:: Extrait du texte ::
Avez-vous des exemples de success-stories de cas défendus au plan régional ou transfrontalier ?
Nous vivons ce type de success-stories tous les jours, et ce dès lors que nous sommes consultés sur des problématiques transfrontalières. Et ça, nous le devons également à la qualité des correspondants et des partenaires que nous avons dans différents pays. Quant à l’historique d’un certain nombre d’interventions, je dirais qu’il nous arrive aujourd’hui très fréquemment de recevoir une demande d’un état membre de l’OHADA afin que nous intervenions dans un dossier de contentieux qui n’a rien à voir avec la Côte d’Ivoire, ou des transactions qui nous viennent de pays occidentaux qui estiment avoir besoin d’une équipe mixte, à la fois européenne et africaine, pour accompagner la réalisation de tel ou tel projet dans un pays qui n’est pas nécessairement la Côte d’Ivoire. C’est aussi, pour moi, le signe indiscutable que le niveau de qualification des acteurs africains est reconnu. Nous savons qu’il y avait une sorte de complexe qui s’était développé sur certaines places, mais aujourd’hui, les clients se sont rendu compte d’une forte montée en puissance des compétences locales qui ne justifie plus le recours à des cabinets ou à des acteurs qui, malgré leur familiarité avec le continent africain, ne sont pas des praticiens de nos pays. Donc pour nous, « oui » aux partenariats et à ces échanges, mais de plus en plus de clients se rendent compte que la compétence locale suffit à faire la différence dans bon nombre de dossiers. Donc, nous espérons pouvoir maintenir ce cap et faire en sorte que dans nos pays, naissent des cabinets aussi respectés, aussi grands que ceux que l’on voit en occident ; que la question de l’accompagnement des investisseurs en Afrique ne se pose plus en terme de « est-ce que nous aurons un cabinet apte à comprendre les problématiques localement, accompagner et traiter toutes les problématiques ? » parce que le niveau de formation, d’organisation et d’intégrité de l’acteur seront des questions qui seront devenues secondaires ou même qui disparaitront des radars des questions que l’on se pose lorsque l’on vient d’occident ou d’ailleurs.
En termes de développement, il faut aussi développer et acquérir des ressources humaines. Est-ce que la formation est au niveau, ici ? Est-il facile de recruter des bons éléments pour son cabinet ?
Dans le marché ivoirien dans lequel j’évolue, et en dehors même du marché du droit, la Côte d’Ivoire se distingue par la qualité de ses ressources humaines. Je crois qu’il s’agit là de quelque chose qui est reconnu en Afrique et même en dehors d’Afrique. Le marché du droit gère un nombre important de confrères qui ont été formés localement et qui sont d’excellents confrères, qui sont même prisés par les cabinets internationaux. Je dois également ajouter que le niveau élevé de professionnels ivoiriens exerçant à l’étranger dans de grands cabinets, et qui pour certains, rentrent, fait que la question de la qualité de nos structures ne se pose plus.

:: Consigne a ::
Sélectionnez chaque ligne de la liste ci-dessous qui contient la chaîne « stem », en tenant compte de la casse.
Le texte et la liste proviennent de sources différentes.

:: Exemples d'étiquetage par points ::
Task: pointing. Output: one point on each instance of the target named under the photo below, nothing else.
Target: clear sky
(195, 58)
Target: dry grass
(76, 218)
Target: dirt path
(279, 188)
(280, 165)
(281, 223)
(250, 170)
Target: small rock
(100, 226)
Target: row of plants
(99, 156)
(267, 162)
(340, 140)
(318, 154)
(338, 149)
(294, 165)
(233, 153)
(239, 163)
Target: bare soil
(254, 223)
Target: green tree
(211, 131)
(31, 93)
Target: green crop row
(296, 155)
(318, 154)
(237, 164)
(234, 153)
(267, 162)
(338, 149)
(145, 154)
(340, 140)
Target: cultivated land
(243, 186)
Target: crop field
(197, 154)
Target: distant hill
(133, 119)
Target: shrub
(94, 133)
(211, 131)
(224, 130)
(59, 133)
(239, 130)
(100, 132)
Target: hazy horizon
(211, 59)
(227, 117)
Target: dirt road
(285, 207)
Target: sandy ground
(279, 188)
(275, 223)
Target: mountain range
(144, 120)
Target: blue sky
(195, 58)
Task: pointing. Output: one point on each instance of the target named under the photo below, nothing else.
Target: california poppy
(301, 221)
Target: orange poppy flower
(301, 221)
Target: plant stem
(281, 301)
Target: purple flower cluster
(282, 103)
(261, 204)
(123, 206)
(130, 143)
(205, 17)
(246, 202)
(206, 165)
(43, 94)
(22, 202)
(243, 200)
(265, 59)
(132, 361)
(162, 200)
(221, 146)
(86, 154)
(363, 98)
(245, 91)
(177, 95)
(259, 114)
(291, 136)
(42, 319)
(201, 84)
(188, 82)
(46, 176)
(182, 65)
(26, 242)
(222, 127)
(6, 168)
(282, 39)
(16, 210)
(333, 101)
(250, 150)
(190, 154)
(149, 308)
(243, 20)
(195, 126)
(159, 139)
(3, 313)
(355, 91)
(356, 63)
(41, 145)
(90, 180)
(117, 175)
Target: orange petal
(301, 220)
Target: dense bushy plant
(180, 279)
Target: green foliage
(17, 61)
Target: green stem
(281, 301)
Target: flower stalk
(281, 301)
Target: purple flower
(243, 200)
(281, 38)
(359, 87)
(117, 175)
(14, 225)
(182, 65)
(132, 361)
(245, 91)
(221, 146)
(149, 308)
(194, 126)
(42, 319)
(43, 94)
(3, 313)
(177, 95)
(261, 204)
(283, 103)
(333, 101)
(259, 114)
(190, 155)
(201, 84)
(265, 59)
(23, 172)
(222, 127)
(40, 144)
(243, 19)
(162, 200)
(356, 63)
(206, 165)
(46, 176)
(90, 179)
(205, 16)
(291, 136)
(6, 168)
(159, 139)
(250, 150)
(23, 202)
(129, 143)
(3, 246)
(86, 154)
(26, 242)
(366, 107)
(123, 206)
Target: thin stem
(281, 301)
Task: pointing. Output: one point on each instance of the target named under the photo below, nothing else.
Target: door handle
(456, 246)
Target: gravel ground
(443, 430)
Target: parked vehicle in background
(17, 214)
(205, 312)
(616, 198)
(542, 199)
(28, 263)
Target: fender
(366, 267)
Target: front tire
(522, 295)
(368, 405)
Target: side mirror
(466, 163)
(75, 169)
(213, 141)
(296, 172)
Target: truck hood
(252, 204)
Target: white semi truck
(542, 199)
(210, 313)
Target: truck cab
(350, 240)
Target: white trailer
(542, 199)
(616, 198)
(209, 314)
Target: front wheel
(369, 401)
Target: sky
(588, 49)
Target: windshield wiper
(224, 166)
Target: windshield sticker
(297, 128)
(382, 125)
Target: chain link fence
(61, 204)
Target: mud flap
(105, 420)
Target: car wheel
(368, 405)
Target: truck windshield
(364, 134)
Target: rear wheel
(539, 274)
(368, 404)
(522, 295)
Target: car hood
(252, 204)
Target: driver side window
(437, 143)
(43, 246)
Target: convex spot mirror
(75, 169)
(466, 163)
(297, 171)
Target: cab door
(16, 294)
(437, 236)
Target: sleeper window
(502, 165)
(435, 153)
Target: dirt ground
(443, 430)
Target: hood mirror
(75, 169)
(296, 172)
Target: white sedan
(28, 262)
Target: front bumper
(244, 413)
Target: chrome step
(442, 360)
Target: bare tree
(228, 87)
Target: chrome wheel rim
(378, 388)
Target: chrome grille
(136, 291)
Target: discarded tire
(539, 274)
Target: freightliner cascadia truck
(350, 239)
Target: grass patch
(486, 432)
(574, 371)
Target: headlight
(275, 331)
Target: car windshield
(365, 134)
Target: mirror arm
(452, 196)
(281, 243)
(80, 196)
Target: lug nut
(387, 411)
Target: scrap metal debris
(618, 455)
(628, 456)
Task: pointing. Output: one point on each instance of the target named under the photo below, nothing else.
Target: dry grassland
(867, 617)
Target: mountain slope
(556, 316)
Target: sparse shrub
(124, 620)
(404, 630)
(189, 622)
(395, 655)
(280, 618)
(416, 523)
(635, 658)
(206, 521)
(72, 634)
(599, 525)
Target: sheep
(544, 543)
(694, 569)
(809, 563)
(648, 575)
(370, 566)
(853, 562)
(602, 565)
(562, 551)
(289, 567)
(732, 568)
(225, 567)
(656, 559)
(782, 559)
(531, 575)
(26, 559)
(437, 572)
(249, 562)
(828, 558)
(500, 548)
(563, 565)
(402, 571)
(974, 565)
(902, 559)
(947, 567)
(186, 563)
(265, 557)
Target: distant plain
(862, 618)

:: Consigne b ::
Rédigez, s'il vous plaît, la suite de l'entretien sur le marché du droit en Côte d'Ivoire, en partant de sa dernière phrase.

:: Réponse a ::
Target: plant stem
Target: green stem
Target: thin stem

:: Réponse b ::
Il faut certainement que nous fassions beaucoup plus d’efforts quant à la densification de notre capacité d’intervention, quant à la taille de nos structures, aussi, pour leur permettre d’absorber les transactions à fortes valeurs ajoutées et qui demandent la mobilisation d’équipes beaucoup plus larges. Mais c’est un processus qui se fera, parce que les générations changent et qu’ensuite le marché l’imposera. Lorsque vous reviendrez dans quelques années, nous espérons que nous aurons pu grandir et que nous aurons une taille plus importante. Non pas pour satisfaire des statistiques, ou notre égo personnel, mais davantage pour être en mesure de pouvoir être efficaces et répondre aux attentes du marché.
Quel serait votre message à nos lecteurs par rapport à l’environnement des affaires ici, en Côte d’Ivoire ?
Après les dures années que nous avons connues, à la fin de la crise post-électorale, des mesures ambitieuses ont été mises en œuvre par notre gouvernement pour améliorer le climat des affaires. D’après les classements, la Côte d’Ivoire se situe aujourd’hui au 139e rang. Mais au-delà de ce chiffre, que je considère comme théorique, j’ai deux messages : d’importants efforts ont été réalisés, mais il reste beaucoup à faire pour que la Côte d’Ivoire se retrouve à un rang comparable à celui de Maurice. Je crois que les autorités ont clairement cette vision et savent qu’il s’agit de la voie à emprunter si l’on veut véritablement atteindre les ambitions d’émergence que notre président assigne à bon droit à ce pays-là. Maintenant, il y avait quand même un certain nombre d’éléments qu’il était important de traiter, l’un d’eux étant la présence nationale dans l’économie ivoirienne. J’appartiens d’ailleurs au patronat, qui avait mis en avant l’idée de la promotion de champions nationaux. Désormais, il faut que l’on passe concrètement à, non seulement une stratégie, mais des mesures claires qui feront éclore ces champions dans tous les domaines, y compris dans celui du droit. En conclusion, je voudrais dire que nous avons, avec nos performances économiques, avec notre capital humain, avec notre positionnement, et je pense aussi, avec la cote d’amour dont la Côte d’Ivoire jouit auprès des Africains et auprès des citoyens du monde, une vraie chance de pouvoir faire de la Côte d’Ivoire une capitale économique majeure dans le monde. Maintenant, il faut que chacun joue sa partition. Nous, on espère pouvoir jouer la nôtre dans notre métier.